Goal of the exercise: Return the data below exactly, but only from the line containing "# pin a point on each instance of the fingers;" through the line containing "# Target: dark wood desk surface", with both of those lines included.
---------- Data to process
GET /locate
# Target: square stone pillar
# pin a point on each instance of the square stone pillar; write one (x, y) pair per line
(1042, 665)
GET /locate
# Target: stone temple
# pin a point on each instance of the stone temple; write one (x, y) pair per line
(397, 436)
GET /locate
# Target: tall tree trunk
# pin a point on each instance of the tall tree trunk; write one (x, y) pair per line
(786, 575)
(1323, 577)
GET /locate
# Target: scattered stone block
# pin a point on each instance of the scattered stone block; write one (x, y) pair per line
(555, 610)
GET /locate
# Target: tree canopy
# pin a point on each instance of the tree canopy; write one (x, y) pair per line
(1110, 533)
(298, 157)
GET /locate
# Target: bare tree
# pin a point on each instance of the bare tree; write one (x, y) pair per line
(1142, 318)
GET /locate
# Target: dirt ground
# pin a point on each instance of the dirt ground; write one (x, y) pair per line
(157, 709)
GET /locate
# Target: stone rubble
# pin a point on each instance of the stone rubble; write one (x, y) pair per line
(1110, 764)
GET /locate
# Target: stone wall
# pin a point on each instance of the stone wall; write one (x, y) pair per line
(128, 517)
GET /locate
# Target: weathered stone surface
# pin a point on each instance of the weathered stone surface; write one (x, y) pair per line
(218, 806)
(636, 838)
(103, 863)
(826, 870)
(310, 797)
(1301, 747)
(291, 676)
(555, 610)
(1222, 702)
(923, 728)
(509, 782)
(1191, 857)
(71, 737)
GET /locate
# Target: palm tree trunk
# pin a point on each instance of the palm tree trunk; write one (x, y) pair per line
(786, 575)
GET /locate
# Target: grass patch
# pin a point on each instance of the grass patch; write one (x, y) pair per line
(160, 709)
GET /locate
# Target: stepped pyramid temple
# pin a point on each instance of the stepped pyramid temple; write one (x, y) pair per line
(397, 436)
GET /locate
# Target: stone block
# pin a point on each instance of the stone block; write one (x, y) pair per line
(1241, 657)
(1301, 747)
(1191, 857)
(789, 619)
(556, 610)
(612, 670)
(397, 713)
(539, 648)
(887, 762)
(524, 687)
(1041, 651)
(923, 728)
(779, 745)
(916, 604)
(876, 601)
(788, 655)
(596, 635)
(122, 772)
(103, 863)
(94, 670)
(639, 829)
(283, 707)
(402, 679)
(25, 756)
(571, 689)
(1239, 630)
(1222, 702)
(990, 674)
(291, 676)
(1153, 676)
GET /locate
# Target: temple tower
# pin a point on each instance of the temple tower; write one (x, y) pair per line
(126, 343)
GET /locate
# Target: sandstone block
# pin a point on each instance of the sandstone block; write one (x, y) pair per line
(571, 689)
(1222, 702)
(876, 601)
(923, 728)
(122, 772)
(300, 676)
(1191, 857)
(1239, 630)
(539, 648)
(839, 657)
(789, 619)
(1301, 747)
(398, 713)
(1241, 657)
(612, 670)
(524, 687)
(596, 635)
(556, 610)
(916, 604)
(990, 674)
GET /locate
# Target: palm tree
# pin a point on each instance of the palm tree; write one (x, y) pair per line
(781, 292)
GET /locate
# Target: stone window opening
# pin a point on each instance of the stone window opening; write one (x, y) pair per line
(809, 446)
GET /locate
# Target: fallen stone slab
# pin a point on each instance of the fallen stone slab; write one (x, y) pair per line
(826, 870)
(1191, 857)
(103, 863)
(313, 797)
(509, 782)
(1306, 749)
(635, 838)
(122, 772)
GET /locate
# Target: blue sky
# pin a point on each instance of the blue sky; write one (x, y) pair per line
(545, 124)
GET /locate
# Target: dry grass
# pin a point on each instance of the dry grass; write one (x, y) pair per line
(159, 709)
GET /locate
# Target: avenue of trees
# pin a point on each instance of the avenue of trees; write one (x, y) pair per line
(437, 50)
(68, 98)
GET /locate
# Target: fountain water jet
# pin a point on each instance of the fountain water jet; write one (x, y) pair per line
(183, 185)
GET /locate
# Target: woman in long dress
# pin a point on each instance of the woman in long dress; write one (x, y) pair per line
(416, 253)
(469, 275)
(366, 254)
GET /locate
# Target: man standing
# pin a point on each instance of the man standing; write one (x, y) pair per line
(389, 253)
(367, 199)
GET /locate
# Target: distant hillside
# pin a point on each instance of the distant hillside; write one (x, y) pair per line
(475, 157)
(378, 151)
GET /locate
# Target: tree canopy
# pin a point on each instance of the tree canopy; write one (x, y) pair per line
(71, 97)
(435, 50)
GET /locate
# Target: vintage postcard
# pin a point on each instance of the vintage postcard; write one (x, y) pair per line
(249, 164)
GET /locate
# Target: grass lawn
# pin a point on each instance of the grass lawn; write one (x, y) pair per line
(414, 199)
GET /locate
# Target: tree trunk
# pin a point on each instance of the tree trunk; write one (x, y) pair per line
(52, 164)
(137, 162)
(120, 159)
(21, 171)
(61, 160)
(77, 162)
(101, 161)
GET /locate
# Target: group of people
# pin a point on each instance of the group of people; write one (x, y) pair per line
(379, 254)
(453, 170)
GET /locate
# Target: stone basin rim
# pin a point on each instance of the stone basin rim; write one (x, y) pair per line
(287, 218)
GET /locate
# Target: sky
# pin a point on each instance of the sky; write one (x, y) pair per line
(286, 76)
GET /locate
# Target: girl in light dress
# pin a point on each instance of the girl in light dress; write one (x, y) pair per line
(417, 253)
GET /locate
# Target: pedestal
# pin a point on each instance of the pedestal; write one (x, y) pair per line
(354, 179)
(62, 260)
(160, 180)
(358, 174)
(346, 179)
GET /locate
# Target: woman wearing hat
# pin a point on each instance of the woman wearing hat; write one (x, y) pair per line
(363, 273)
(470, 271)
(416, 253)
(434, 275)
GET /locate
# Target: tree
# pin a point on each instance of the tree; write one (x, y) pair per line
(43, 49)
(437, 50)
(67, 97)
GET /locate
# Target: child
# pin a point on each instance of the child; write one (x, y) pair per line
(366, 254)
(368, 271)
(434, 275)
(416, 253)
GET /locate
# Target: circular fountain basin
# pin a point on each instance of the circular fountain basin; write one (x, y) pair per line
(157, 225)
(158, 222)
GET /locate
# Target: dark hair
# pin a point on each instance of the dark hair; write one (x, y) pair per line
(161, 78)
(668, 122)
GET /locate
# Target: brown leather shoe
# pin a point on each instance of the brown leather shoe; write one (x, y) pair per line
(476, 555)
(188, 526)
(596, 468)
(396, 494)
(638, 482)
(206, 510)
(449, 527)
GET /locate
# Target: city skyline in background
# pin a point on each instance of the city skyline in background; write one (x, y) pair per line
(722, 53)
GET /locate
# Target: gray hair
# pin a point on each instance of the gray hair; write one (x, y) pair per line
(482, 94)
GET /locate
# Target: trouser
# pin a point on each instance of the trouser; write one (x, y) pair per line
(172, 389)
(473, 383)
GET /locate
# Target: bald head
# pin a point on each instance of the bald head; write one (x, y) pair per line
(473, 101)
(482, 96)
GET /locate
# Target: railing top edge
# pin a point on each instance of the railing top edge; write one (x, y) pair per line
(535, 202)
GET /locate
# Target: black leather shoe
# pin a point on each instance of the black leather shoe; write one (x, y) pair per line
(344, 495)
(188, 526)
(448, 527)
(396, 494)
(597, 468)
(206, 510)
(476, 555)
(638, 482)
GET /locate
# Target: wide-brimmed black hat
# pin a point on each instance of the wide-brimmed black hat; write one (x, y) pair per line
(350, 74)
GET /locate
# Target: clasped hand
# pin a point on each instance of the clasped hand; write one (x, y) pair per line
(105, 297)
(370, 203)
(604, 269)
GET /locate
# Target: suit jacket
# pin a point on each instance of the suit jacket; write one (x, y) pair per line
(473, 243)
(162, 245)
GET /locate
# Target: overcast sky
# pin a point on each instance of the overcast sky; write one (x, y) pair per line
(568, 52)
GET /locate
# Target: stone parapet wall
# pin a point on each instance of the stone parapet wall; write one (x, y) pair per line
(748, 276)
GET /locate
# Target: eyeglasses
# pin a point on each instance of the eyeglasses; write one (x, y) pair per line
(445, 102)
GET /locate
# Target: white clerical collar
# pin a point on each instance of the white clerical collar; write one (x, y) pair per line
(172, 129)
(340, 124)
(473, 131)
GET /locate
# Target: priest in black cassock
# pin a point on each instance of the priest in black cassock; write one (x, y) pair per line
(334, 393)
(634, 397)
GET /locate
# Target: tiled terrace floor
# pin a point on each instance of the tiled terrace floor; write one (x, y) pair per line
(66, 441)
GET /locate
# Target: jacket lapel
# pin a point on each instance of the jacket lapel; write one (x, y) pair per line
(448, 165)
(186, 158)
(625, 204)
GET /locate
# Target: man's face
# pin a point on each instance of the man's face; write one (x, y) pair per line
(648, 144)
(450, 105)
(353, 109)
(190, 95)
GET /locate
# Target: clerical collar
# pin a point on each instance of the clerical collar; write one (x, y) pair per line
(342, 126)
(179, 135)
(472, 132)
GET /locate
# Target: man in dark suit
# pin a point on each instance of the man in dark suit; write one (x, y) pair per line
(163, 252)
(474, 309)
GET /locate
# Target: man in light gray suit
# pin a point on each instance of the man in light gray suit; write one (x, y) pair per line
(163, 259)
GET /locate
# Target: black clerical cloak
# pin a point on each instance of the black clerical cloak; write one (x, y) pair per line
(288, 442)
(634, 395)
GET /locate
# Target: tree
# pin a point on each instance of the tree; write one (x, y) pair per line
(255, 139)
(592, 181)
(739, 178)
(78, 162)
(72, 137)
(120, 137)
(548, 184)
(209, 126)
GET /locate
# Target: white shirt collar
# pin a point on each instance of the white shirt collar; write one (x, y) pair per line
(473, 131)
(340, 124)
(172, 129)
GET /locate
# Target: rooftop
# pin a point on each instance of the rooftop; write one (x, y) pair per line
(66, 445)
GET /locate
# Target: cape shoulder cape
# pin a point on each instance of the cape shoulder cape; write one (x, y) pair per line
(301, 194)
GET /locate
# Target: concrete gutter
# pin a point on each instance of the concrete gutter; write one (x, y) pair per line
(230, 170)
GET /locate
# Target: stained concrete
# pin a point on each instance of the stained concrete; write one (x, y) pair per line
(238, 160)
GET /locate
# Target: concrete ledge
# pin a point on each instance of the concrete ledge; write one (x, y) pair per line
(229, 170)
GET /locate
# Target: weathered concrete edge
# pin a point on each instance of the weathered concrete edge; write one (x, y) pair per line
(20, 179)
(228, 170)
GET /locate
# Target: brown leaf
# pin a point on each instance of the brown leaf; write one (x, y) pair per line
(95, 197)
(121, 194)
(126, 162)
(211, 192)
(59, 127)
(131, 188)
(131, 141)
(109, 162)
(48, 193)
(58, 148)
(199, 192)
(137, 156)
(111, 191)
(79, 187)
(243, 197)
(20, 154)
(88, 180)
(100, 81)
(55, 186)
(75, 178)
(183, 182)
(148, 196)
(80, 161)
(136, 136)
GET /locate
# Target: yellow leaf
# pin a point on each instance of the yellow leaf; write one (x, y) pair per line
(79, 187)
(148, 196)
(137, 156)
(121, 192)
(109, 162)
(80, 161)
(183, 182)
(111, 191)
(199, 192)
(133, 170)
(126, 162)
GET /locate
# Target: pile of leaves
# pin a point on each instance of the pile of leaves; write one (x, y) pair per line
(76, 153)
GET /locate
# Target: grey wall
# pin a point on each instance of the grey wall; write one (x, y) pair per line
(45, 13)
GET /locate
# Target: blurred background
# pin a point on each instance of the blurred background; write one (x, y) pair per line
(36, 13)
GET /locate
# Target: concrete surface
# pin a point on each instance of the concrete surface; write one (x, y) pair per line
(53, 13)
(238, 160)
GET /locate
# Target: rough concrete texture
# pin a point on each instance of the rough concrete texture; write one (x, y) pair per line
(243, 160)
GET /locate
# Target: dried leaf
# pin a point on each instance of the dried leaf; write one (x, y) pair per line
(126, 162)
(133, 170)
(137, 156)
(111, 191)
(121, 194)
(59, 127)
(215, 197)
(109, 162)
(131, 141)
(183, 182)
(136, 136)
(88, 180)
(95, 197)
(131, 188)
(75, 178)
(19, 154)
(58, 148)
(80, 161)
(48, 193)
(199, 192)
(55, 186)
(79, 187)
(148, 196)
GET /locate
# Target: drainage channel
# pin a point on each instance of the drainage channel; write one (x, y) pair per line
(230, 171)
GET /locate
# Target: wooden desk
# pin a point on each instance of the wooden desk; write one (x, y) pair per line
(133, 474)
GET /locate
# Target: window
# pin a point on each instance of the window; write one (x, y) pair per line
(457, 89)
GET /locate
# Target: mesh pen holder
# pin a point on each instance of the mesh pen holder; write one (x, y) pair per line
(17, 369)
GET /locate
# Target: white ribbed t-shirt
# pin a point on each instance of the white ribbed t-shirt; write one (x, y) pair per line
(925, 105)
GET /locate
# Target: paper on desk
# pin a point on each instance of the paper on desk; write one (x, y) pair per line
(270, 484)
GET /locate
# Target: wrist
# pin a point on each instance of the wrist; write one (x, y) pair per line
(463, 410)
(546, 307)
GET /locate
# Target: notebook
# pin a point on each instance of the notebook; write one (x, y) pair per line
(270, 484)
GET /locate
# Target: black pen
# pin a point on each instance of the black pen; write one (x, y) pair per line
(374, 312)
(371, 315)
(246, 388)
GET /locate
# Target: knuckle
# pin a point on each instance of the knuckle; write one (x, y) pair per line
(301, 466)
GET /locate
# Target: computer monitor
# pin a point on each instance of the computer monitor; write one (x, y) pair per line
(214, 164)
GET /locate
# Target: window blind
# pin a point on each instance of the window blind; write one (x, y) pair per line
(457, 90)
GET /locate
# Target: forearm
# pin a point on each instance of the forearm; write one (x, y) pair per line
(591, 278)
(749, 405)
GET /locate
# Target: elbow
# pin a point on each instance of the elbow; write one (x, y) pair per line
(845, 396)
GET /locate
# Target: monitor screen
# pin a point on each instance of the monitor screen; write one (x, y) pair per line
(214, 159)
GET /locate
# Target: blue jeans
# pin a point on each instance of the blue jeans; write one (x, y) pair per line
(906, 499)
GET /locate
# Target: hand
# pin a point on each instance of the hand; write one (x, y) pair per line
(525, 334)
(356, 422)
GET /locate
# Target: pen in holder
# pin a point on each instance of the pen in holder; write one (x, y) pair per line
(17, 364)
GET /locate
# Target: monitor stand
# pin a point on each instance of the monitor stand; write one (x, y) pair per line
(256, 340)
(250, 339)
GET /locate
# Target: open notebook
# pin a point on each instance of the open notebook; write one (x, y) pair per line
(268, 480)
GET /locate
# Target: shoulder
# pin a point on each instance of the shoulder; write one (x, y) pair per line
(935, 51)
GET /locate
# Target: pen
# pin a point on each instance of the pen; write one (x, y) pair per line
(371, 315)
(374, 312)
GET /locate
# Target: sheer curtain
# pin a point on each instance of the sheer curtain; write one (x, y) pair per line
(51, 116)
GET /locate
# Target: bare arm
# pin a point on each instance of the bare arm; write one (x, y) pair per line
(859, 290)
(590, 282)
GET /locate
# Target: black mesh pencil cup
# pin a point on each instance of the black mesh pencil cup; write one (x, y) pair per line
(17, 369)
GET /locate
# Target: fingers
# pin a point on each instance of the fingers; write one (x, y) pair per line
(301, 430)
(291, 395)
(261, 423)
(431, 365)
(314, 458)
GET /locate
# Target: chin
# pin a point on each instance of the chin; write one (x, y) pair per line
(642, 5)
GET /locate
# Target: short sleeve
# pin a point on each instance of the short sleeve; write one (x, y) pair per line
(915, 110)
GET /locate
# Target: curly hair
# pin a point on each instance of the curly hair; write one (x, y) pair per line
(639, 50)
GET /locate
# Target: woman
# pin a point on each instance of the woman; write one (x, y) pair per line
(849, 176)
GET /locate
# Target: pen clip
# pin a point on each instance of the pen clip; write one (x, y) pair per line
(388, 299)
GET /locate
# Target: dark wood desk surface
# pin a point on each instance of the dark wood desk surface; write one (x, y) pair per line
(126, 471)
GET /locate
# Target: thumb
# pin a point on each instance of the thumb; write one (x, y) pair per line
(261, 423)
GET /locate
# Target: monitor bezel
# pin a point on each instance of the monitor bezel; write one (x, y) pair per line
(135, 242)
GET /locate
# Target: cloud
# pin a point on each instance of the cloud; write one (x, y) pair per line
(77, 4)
--------------------
Output for this task:
# pin a point on each instance of the fingers; write one (x, y) pair per line
(301, 430)
(291, 395)
(261, 423)
(431, 365)
(314, 458)
GET /locate
# Target: chin
# pin a point on each instance of the chin; write one (x, y) pair per line
(642, 5)
GET /locate
# Target: short sleeve
# pin a point on each instance of the short sleeve; write one (x, y) pair per line
(915, 110)
GET /locate
# Target: curly hair
# pin a point on each instance of the curly hair; write one (x, y) pair per line
(639, 50)
GET /locate
# Target: woman
# pin a point on each instance of the woman; write one (x, y) pair per line
(849, 176)
GET /locate
# Target: pen clip
# pin a point on each instance of the pen clip; write one (x, y) pair per line
(388, 299)
GET /locate
# Target: dark wood desk surface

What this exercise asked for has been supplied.